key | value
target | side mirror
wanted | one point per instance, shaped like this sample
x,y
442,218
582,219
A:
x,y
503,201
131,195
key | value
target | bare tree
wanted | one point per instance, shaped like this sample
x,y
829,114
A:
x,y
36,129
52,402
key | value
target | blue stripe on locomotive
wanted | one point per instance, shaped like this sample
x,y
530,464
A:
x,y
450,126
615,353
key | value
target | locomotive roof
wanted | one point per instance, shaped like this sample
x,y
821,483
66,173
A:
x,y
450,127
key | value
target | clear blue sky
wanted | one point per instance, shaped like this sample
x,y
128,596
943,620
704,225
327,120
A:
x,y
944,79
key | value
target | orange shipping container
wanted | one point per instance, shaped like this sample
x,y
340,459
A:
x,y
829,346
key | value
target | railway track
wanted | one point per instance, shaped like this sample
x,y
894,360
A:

--

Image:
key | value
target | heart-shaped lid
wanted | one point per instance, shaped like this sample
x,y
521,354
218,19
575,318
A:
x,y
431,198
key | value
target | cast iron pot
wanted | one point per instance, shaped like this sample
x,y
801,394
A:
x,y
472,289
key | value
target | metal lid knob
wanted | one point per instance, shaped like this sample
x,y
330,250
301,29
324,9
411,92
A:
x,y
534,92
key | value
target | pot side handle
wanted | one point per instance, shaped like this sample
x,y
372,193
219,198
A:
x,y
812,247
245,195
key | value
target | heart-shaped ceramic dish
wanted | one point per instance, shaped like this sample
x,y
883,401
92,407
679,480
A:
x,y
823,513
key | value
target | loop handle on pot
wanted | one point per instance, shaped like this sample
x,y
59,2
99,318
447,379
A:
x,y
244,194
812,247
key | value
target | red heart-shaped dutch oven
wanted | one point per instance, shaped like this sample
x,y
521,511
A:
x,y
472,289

- **Exercise details**: List every line of the items above that contains the string "heart", copying each such line in full.

- **Worked solution**:
target | heart-shaped lid
target | heart-shaped ceramic dish
target | red heart-shaped dutch oven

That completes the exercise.